**YOUR INSTRUCTIONS:**
Starting at the first line, reproduce the listing below in full, exactly as given.

▼

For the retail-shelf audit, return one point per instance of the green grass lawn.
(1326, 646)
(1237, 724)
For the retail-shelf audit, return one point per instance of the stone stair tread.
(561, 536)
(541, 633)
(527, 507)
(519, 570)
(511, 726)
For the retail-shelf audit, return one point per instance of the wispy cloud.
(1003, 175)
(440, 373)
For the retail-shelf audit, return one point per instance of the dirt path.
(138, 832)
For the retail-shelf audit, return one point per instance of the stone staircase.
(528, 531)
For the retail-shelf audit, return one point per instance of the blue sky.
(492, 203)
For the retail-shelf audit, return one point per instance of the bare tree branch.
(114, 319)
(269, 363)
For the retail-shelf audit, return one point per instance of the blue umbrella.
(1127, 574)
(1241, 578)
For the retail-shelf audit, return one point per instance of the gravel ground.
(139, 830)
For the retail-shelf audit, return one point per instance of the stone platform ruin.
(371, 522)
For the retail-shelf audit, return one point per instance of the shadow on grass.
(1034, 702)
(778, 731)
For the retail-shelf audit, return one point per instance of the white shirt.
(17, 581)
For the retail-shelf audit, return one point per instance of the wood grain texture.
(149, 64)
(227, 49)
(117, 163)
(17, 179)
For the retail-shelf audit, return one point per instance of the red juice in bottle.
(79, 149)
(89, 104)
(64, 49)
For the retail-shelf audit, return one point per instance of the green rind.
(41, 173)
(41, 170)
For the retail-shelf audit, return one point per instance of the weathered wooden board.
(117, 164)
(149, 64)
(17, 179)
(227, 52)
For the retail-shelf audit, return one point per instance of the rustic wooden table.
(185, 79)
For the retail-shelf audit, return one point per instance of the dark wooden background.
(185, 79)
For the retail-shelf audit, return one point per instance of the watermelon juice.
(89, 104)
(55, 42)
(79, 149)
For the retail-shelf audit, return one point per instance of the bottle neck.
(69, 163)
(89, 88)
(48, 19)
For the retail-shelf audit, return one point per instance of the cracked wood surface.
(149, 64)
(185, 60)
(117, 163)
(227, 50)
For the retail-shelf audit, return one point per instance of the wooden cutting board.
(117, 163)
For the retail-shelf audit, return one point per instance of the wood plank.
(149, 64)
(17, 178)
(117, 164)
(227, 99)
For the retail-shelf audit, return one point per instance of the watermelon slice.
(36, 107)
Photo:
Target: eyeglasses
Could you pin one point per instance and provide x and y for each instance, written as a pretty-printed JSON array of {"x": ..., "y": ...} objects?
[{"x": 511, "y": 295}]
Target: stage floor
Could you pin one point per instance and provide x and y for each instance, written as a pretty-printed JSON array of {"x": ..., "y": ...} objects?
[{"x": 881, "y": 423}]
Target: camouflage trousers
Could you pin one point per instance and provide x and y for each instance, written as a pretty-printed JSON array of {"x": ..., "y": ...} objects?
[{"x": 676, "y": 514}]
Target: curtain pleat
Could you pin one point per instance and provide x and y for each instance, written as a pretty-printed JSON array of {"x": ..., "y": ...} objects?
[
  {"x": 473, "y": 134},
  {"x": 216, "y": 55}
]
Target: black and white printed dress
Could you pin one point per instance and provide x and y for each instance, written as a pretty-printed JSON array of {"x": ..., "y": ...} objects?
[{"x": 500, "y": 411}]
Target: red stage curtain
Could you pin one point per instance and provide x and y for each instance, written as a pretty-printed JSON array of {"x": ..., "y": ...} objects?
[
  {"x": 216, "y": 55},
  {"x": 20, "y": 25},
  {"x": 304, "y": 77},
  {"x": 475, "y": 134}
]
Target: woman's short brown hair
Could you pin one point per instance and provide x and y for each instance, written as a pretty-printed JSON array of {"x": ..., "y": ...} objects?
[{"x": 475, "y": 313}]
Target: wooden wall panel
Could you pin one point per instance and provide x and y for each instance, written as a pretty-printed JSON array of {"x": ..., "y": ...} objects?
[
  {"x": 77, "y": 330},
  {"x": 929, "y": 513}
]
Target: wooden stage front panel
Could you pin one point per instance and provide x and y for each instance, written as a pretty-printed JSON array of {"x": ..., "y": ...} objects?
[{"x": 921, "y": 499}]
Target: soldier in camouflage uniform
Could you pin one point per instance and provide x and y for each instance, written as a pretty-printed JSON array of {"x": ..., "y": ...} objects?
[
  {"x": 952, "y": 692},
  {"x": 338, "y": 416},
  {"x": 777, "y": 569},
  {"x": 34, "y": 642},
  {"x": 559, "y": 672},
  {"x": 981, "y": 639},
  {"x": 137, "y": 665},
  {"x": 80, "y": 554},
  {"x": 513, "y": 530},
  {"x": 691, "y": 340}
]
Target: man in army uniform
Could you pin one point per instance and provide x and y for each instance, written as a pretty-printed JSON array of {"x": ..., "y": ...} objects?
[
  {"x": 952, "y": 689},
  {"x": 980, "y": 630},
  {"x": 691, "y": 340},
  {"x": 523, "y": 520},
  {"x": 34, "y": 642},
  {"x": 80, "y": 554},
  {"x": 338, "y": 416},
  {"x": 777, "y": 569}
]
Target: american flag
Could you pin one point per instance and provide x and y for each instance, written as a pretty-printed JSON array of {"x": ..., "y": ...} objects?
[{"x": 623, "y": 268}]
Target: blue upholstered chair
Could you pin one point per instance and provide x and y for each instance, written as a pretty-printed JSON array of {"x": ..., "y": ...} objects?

▲

**COMPLETED TASK:**
For the retail-shelf audit, return one point per instance of the green grass lawn.
(1326, 646)
(1237, 724)
For the retail-shelf audit, return one point per instance of the stone stair tread.
(561, 536)
(541, 633)
(527, 507)
(519, 570)
(511, 726)
For the retail-shelf audit, return one point per instance of the wispy cloud.
(1003, 175)
(440, 373)
For the retail-shelf audit, return one point per instance of the dirt path.
(138, 832)
For the retail-shelf audit, return one point per instance of the stone staircase.
(528, 531)
For the retail-shelf audit, return one point per instance of the blue sky.
(492, 203)
For the retail-shelf audit, return one point per instance of the bare tree branch.
(114, 319)
(269, 363)
For the retail-shelf audit, return one point per instance of the blue umbrella.
(1127, 574)
(1241, 578)
For the retail-shelf audit, return one point per instance of the gravel ground.
(139, 830)
For the retail-shelf audit, return one point per instance of the stone platform ruin.
(371, 522)
For the retail-shelf audit, return one point per instance of the shadow on grass.
(1034, 702)
(778, 731)
For the retail-shelf audit, return one point per instance of the white shirt.
(17, 581)
For the retail-shelf audit, return one point per instance of the wood grain texture.
(149, 64)
(227, 49)
(117, 163)
(17, 179)
For the retail-shelf audit, return one point per instance of the red juice in bottle.
(79, 149)
(89, 104)
(64, 49)
For the retail-shelf audit, return one point per instance of the green rind.
(41, 173)
(41, 170)
For the retail-shelf audit, return one point per instance of the weathered wooden board.
(117, 164)
(149, 64)
(17, 179)
(227, 52)
For the retail-shelf audit, return one point per instance of the rustic wooden table.
(185, 79)
For the retail-shelf audit, return one point per instance of the dark wooden background.
(185, 79)
For the retail-shelf audit, return one point per instance of the watermelon juice.
(89, 104)
(55, 42)
(79, 149)
For the retail-shelf audit, return one point per instance of the bottle neck.
(69, 163)
(89, 88)
(48, 19)
For the retail-shelf audit, return one point per instance of the cracked wood surface.
(149, 64)
(185, 60)
(117, 163)
(227, 50)
For the retail-shelf audit, return one point per instance of the wooden cutting board.
(117, 163)
For the retail-shelf audit, return one point per instance of the wood plank.
(149, 64)
(17, 178)
(117, 164)
(227, 99)
For the retail-shelf audit, return one point per instance of the watermelon slice.
(36, 107)
Photo:
Target: eyeglasses
Could you pin one point per instance and provide x and y for each instance, written as a pretty-printed JSON array of {"x": ..., "y": ...} objects?
[{"x": 511, "y": 295}]
Target: stage floor
Could you pin one point per instance and provide x and y for each instance, written as a pretty-printed JSON array of {"x": ..., "y": ...} objects?
[{"x": 881, "y": 423}]
Target: camouflage trousers
Could you pin one point per instance and provide x and y for each instance, written as a pretty-printed JSON array of {"x": ..., "y": ...} objects?
[{"x": 676, "y": 514}]
Target: curtain pleat
Could you pin one point per instance and provide x and y for each instance, written as a pretty-printed JSON array of {"x": ..., "y": ...} objects?
[
  {"x": 473, "y": 134},
  {"x": 216, "y": 55}
]
Target: black and white printed dress
Could you pin one point per instance and provide x and y for each instance, written as a pretty-printed JSON array of {"x": ..., "y": ...} objects?
[{"x": 500, "y": 411}]
Target: red stage curtain
Could you pin one point per instance and provide x and y for each instance, written as a pretty-printed JSON array of {"x": ..., "y": ...} objects?
[
  {"x": 216, "y": 55},
  {"x": 20, "y": 25},
  {"x": 304, "y": 77},
  {"x": 475, "y": 134}
]
Target: woman's short brown hair
Could you pin one point per instance and provide x and y for each instance, written as a pretty-printed JSON array of {"x": ..., "y": ...} objects?
[{"x": 475, "y": 313}]
Target: wooden wall panel
Could you pin one point per instance and provide x and y for each instance, written as a pretty-printed JSON array of {"x": ..., "y": ...} objects?
[
  {"x": 77, "y": 330},
  {"x": 929, "y": 513}
]
Target: wooden stage front panel
Could you pin one point per instance and provide x and y for each instance, written as a pretty-printed JSON array of {"x": ..., "y": ...} objects?
[{"x": 921, "y": 499}]
Target: soldier in camouflage uniform
Could you pin one point per instance and provide x and y for each instance, written as a pretty-printed JSON array of {"x": ..., "y": ...} objects?
[
  {"x": 952, "y": 692},
  {"x": 338, "y": 416},
  {"x": 777, "y": 569},
  {"x": 34, "y": 642},
  {"x": 559, "y": 672},
  {"x": 981, "y": 639},
  {"x": 137, "y": 665},
  {"x": 80, "y": 554},
  {"x": 513, "y": 530},
  {"x": 691, "y": 340}
]
Target: man in army uniform
Could you pin one point per instance and provide x and y for each instance, written as a pretty-printed JSON array of {"x": ..., "y": ...} objects?
[
  {"x": 952, "y": 689},
  {"x": 980, "y": 630},
  {"x": 691, "y": 340},
  {"x": 523, "y": 520},
  {"x": 34, "y": 642},
  {"x": 80, "y": 554},
  {"x": 338, "y": 416},
  {"x": 777, "y": 569}
]
Target: american flag
Could you pin one point per instance and provide x and y for each instance, written as a pretty-printed JSON array of {"x": ..., "y": ...} objects?
[{"x": 623, "y": 268}]
Target: blue upholstered chair
Could you pin one point per instance and provide x and y for each instance, written as a pretty-printed JSON array of {"x": ..., "y": ...} objects?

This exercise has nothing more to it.